--- Source information Enclosed Below ---

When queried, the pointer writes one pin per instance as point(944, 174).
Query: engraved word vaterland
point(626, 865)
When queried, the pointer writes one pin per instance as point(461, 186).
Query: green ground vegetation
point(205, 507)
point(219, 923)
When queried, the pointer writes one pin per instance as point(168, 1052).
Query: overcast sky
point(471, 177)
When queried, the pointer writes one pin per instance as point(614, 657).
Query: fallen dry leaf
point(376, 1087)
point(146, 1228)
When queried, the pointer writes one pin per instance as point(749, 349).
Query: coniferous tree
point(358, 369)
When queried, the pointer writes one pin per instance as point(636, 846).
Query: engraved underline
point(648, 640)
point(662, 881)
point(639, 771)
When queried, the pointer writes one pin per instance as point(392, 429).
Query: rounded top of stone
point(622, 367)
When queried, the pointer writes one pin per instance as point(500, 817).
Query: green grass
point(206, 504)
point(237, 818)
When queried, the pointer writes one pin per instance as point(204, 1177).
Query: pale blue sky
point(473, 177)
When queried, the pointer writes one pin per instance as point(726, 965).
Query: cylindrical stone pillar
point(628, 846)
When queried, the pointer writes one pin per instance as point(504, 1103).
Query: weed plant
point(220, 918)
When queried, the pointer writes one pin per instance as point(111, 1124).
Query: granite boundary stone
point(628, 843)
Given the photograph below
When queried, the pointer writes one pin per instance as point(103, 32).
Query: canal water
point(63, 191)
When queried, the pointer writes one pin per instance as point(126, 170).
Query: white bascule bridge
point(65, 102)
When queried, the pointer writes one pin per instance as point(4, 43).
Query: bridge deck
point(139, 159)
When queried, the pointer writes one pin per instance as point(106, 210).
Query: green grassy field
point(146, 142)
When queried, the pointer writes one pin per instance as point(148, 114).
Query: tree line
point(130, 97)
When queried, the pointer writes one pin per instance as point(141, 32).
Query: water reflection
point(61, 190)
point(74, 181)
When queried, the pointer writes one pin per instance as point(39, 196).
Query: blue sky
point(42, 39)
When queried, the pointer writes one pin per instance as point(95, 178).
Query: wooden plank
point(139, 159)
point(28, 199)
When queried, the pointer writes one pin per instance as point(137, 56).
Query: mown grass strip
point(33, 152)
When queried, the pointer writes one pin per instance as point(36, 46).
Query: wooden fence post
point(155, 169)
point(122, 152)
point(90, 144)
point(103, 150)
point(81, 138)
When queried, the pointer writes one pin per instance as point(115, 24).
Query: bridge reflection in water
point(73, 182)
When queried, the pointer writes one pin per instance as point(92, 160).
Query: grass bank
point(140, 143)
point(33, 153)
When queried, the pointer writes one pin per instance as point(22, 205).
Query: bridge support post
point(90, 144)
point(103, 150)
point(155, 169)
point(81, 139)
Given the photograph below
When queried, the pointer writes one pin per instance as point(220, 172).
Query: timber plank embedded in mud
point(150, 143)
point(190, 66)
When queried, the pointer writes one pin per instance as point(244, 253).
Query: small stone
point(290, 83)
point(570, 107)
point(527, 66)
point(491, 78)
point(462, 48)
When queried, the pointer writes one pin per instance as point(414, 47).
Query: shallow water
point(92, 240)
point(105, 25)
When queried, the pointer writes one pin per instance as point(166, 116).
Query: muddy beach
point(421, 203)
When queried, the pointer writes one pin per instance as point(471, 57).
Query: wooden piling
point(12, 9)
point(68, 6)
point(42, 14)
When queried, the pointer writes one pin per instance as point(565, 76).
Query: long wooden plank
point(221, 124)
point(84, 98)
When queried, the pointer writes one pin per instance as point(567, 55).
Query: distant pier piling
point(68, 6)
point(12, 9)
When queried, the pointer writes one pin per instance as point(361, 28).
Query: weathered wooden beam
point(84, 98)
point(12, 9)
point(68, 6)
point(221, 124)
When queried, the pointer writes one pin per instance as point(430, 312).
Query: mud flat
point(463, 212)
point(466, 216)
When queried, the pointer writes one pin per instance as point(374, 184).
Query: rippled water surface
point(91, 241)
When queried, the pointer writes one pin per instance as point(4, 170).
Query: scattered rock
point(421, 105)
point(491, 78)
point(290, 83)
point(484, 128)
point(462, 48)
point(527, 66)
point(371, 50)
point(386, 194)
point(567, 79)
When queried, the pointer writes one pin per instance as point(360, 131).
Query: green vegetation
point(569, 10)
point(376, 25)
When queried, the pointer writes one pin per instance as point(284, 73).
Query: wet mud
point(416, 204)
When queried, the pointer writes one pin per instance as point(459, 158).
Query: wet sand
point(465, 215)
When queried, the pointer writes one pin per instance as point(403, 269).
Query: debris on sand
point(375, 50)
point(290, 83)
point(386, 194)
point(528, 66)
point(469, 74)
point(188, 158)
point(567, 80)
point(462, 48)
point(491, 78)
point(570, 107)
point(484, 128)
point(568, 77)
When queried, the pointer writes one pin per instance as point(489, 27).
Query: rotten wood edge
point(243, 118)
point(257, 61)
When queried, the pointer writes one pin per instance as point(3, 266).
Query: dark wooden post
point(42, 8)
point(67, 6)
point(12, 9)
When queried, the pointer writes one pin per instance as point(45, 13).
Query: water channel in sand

--- End of Enclosed Source information ---

_Goal of the exercise_
Reproduce verbatim only the segment of the listing bounded by the line containing "as point(567, 55)." and the line containing "as point(284, 73).", with both boundary lines included.

_Result_
When queried, the pointer writes one pin per instance as point(567, 55).
Query: distant pier piling
point(68, 6)
point(12, 9)
When queried, the pointer writes one pin per instance as point(361, 28).
Query: weathered wooden beam
point(84, 98)
point(12, 9)
point(68, 6)
point(221, 124)
When queried, the pointer writes one pin per instance as point(430, 312).
Query: mud flat
point(463, 212)
point(466, 216)
When queried, the pointer writes one pin per instance as point(374, 184).
Query: rippled water surface
point(91, 241)
When queried, the pointer writes one pin per instance as point(4, 170).
Query: scattered rock
point(421, 105)
point(491, 78)
point(290, 83)
point(484, 128)
point(462, 48)
point(527, 66)
point(371, 50)
point(386, 194)
point(567, 79)
When queried, the pointer writes one pin per instance as point(360, 131).
Query: green vegetation
point(569, 10)
point(376, 25)
When queried, the pointer writes one pin per instance as point(284, 73).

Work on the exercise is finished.